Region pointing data
┌──

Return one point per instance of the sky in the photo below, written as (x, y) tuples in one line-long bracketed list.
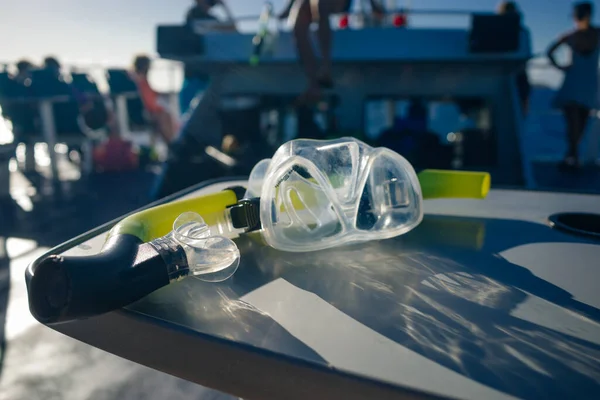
[(112, 31)]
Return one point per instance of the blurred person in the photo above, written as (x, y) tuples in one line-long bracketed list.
[(523, 85), (24, 68), (578, 94), (302, 13), (52, 64), (163, 119), (200, 13)]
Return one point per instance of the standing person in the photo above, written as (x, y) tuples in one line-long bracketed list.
[(201, 13), (164, 121), (302, 13), (579, 92), (523, 85), (24, 68)]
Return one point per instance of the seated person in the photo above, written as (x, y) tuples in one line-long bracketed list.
[(166, 124), (94, 114), (303, 13), (201, 13)]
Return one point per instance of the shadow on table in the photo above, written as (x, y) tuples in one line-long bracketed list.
[(442, 291)]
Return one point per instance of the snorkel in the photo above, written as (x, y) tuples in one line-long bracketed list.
[(310, 196)]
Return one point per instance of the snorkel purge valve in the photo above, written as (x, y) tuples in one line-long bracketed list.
[(311, 195)]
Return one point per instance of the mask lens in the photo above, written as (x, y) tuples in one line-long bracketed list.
[(300, 209), (391, 199)]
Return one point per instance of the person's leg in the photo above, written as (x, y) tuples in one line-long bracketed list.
[(583, 114), (325, 9), (573, 125), (570, 122), (303, 19)]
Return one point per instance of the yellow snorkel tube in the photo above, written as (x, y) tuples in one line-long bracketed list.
[(148, 250)]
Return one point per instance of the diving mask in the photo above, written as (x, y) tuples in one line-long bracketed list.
[(320, 194)]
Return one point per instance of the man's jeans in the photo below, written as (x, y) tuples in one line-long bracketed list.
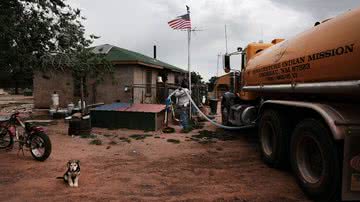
[(184, 116)]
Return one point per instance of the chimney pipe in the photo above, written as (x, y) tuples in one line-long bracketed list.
[(154, 51)]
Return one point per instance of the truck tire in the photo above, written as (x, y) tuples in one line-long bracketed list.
[(273, 135), (225, 111), (315, 160)]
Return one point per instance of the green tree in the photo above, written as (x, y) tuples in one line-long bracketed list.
[(211, 83), (196, 78)]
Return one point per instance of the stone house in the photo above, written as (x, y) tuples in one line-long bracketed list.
[(135, 79)]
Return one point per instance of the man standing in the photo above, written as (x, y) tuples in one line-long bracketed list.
[(183, 104)]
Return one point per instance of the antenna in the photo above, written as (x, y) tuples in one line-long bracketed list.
[(217, 69), (225, 39)]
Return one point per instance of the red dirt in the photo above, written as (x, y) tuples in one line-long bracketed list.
[(147, 170)]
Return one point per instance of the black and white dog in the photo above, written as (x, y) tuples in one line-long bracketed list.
[(72, 174)]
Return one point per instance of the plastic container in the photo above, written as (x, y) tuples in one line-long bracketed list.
[(213, 105)]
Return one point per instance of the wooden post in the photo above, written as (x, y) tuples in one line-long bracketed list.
[(82, 95)]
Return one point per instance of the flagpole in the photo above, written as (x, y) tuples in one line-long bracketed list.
[(189, 70)]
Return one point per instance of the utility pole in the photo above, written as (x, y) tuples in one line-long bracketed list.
[(225, 40), (217, 69)]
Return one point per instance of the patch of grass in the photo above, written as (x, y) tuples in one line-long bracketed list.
[(186, 130), (84, 135), (139, 136), (206, 136), (175, 141), (124, 139), (96, 142)]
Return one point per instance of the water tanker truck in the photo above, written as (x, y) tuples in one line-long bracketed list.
[(303, 94)]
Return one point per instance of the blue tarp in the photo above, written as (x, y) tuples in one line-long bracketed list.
[(112, 107)]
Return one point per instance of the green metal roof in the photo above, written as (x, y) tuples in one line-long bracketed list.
[(116, 54)]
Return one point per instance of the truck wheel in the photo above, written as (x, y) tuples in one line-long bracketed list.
[(273, 135), (225, 111), (315, 160)]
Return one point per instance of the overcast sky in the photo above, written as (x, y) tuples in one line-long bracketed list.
[(139, 24)]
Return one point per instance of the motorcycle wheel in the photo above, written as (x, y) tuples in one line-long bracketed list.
[(6, 139), (40, 146)]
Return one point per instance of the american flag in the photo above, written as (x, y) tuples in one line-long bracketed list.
[(181, 22)]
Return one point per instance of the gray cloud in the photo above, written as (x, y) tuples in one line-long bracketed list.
[(139, 24)]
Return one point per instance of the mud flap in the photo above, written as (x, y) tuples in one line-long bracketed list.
[(351, 165)]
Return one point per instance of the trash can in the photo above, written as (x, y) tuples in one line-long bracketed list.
[(213, 105)]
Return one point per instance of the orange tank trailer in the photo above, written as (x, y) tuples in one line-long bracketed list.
[(325, 53)]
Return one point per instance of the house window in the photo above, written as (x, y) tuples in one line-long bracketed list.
[(148, 82)]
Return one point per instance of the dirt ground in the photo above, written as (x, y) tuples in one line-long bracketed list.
[(147, 168)]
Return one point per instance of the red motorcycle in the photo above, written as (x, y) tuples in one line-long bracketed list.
[(33, 137)]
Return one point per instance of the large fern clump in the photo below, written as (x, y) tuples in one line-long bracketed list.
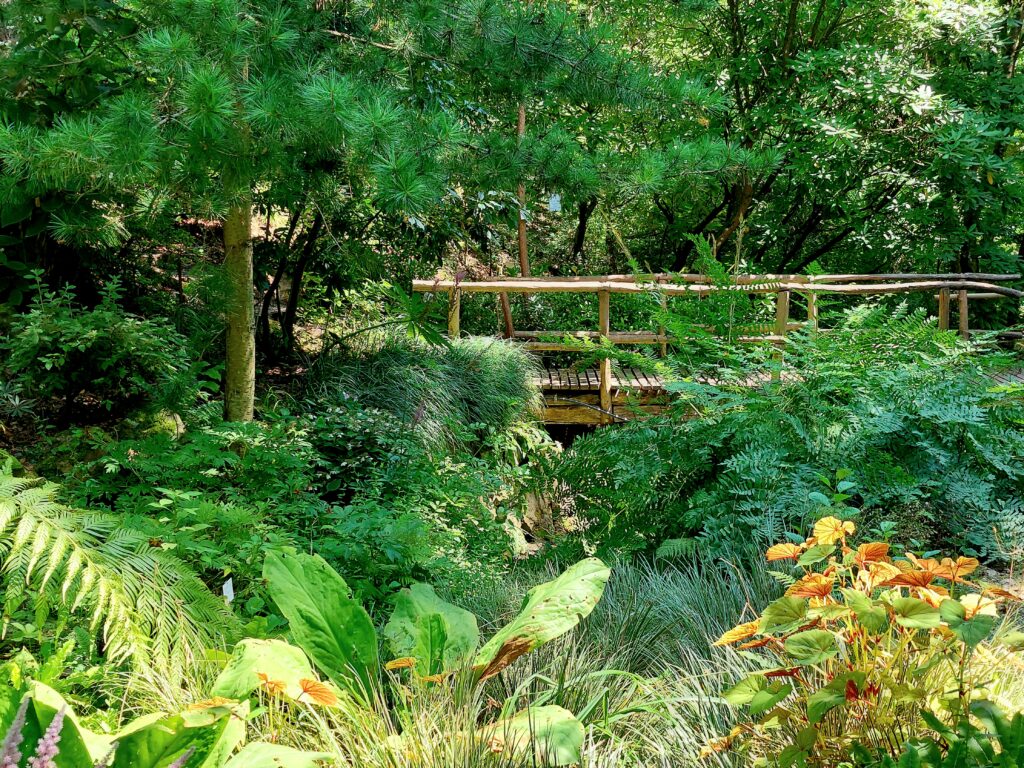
[(885, 413), (145, 603)]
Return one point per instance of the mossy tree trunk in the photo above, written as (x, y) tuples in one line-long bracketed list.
[(240, 376)]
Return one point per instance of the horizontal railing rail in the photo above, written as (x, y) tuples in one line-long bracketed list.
[(965, 286)]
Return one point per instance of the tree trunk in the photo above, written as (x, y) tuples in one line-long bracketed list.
[(240, 376), (292, 308), (272, 289), (586, 210)]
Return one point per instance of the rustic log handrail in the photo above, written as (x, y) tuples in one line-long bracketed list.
[(966, 286), (597, 285)]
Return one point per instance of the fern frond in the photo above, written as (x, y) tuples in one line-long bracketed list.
[(150, 605)]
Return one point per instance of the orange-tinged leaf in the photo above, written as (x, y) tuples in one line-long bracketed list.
[(438, 678), (273, 687), (782, 552), (719, 744), (852, 693), (830, 529), (933, 595), (316, 692), (740, 632), (812, 585), (871, 552), (960, 567), (993, 591), (927, 564), (877, 574)]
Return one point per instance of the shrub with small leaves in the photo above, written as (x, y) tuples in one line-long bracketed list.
[(863, 650)]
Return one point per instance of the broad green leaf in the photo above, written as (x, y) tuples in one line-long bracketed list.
[(261, 755), (159, 743), (816, 554), (970, 631), (1013, 640), (824, 700), (813, 646), (78, 745), (783, 614), (440, 636), (555, 735), (742, 692), (326, 622), (549, 610), (914, 613), (757, 693), (872, 617), (280, 662)]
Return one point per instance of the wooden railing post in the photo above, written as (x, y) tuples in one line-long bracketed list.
[(781, 326), (507, 314), (962, 313), (455, 309), (812, 311), (604, 371), (660, 328)]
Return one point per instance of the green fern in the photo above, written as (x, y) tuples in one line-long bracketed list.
[(147, 604)]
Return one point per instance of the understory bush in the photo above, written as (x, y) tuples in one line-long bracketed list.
[(57, 351), (885, 413), (867, 656)]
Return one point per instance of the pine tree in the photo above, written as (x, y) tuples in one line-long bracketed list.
[(226, 98)]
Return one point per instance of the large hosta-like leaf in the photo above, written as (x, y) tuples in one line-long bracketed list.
[(553, 733), (262, 755), (438, 635), (326, 622), (282, 666), (208, 736), (549, 610)]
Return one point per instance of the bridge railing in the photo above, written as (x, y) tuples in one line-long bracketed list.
[(945, 288)]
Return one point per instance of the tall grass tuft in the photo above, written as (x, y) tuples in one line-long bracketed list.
[(450, 394)]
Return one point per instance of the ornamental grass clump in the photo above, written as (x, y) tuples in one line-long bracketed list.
[(864, 652)]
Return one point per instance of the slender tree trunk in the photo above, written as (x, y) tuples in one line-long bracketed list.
[(240, 376), (272, 289), (586, 210), (292, 308)]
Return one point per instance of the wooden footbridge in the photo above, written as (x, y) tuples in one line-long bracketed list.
[(605, 394)]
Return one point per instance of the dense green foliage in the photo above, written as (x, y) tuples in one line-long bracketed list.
[(257, 509), (884, 411)]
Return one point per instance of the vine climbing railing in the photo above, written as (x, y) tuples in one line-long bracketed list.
[(947, 289)]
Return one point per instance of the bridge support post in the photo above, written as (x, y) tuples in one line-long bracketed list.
[(812, 311), (455, 309), (604, 323), (943, 308), (781, 326)]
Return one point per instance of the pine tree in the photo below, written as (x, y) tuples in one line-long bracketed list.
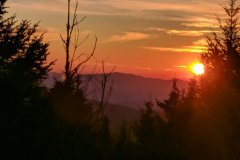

└──

WORK ORDER —
Word for word, restate the lines from the one containing "Return one point per instance of the vine" through the end of the entries. Do not include pictures.

REPLY —
Return one point per instance of the vine climbing railing in the photo above, written as (x, y) tuples in one line-long bracketed list.
[(947, 289)]
Return one point per instance of the bridge support post in the photo above, written as (x, y) tuples in one line-long bracketed list.
[(812, 311), (455, 309), (604, 323), (943, 308), (781, 326)]
Return one point per instance of the pine tree in the photo below, written as (x, y) tuples in one line-long bracketed list.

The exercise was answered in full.